◆ **Exercise instructions**: Below are some records; quote exactly the lines from the one that contains "the red cranberry" through the one that contains "(210, 1319)", inclusive, and no others.

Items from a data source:
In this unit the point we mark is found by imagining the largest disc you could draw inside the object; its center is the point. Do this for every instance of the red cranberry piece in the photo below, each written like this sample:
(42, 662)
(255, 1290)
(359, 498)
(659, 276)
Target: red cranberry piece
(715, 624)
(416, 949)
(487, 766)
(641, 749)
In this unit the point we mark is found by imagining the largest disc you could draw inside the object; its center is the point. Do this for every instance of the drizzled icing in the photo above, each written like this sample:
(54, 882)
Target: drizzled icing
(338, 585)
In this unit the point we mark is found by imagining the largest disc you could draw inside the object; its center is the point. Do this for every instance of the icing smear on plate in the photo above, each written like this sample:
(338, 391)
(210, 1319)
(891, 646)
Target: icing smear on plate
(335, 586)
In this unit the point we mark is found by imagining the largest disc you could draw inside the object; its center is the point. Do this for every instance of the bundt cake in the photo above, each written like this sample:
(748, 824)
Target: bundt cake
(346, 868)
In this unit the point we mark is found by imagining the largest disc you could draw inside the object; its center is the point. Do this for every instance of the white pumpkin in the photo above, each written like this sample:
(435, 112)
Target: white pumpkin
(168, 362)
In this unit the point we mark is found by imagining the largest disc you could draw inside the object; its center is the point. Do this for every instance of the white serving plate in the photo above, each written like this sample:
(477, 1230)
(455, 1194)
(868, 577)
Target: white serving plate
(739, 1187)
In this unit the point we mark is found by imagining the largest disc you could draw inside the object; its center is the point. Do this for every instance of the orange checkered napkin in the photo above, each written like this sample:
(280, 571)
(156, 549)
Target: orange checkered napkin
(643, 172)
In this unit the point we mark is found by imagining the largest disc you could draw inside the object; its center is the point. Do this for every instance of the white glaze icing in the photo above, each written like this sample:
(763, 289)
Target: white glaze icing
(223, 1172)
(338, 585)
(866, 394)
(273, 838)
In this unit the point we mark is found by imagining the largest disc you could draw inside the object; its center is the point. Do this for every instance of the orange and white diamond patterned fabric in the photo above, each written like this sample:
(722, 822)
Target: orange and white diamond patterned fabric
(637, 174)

--

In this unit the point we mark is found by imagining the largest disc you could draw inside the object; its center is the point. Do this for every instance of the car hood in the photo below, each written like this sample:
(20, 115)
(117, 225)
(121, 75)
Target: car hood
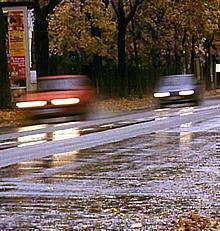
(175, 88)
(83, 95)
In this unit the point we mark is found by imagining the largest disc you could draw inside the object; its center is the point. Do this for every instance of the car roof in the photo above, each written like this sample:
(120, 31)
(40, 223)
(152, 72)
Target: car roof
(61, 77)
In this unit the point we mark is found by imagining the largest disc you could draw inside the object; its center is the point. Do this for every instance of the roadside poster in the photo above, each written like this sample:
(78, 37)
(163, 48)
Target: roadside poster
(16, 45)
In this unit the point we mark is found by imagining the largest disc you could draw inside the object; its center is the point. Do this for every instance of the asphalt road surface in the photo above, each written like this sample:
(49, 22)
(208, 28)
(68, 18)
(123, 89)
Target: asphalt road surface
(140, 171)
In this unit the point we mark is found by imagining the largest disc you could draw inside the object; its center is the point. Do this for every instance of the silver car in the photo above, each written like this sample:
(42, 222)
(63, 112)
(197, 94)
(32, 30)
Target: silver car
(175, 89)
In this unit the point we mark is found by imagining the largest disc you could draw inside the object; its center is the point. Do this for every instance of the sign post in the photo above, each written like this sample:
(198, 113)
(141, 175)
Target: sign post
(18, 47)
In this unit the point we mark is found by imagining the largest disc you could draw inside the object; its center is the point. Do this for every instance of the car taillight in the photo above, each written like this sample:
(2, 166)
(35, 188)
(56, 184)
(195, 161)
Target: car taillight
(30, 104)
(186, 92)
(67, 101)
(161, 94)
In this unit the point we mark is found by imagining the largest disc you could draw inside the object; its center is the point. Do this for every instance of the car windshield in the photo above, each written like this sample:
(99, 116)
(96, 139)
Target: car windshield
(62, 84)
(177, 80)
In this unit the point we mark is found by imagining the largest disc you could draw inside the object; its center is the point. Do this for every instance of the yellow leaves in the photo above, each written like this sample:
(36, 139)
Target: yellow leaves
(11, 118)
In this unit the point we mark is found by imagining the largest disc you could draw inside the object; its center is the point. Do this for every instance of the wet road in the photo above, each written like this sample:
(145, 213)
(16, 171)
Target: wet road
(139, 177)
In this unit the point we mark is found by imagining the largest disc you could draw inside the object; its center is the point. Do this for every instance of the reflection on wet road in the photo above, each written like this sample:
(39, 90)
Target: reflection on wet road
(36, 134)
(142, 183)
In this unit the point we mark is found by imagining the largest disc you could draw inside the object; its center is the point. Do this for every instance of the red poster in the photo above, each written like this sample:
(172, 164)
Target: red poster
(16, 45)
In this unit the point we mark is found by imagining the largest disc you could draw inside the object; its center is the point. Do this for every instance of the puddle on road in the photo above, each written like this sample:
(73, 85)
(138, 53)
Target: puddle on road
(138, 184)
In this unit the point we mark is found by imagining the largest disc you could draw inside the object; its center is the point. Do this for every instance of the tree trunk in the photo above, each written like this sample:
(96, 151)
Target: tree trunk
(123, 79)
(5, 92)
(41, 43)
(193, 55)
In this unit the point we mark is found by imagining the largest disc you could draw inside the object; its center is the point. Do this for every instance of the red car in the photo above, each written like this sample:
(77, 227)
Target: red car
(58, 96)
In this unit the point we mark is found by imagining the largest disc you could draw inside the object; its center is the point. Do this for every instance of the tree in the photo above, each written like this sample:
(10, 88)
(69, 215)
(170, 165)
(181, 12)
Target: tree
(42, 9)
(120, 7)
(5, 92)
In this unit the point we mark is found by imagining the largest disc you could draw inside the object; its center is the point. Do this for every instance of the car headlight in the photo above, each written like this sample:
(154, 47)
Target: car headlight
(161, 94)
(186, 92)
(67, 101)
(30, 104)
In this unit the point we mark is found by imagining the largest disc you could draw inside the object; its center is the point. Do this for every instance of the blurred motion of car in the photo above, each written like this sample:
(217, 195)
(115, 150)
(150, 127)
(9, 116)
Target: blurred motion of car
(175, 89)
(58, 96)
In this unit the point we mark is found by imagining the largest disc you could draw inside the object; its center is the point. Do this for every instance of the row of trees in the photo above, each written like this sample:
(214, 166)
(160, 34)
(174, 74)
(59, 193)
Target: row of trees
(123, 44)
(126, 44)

...

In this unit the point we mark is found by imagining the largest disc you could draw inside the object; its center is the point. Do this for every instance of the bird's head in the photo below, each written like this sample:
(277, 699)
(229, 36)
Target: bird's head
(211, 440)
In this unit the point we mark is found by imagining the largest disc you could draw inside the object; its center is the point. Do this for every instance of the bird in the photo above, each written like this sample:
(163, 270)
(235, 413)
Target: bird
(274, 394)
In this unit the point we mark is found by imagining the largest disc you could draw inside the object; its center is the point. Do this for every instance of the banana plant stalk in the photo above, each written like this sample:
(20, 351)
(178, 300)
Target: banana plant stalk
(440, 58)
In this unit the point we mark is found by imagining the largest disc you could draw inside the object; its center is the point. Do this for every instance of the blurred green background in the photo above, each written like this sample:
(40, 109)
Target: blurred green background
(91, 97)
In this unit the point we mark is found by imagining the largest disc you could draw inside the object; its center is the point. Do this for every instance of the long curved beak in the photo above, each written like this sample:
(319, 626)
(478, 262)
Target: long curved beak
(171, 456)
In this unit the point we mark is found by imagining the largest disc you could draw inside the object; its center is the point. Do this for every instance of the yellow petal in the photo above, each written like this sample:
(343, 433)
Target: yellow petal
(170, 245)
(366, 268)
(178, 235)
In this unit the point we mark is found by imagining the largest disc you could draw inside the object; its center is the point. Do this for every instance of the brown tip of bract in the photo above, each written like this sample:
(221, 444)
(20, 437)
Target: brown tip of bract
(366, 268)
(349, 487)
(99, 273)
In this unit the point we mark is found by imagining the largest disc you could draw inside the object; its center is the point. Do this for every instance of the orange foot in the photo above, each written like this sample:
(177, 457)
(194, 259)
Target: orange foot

◆ **Written response**:
In this unit the point we mark is found by imagining the largest disc you could draw inside the object; its center is the point. Do this for every instance of the red cranberry piece in the photo below, each written like this sample:
(42, 662)
(255, 1290)
(359, 498)
(659, 276)
Target: red cranberry piece
(715, 624)
(416, 949)
(487, 766)
(641, 749)
In this unit the point we mark is found by imagining the largest disc you could draw inside the object; its center is the point. Do this for every instance of the drizzled icing in the photo above, each written like this sample:
(54, 882)
Target: drizzled icing
(338, 585)
In this unit the point we mark is found by imagining the largest disc you could draw inside the object; its center is the point. Do this for every instance of the icing smear on plate in the photo above, each written like this sample:
(338, 391)
(210, 1319)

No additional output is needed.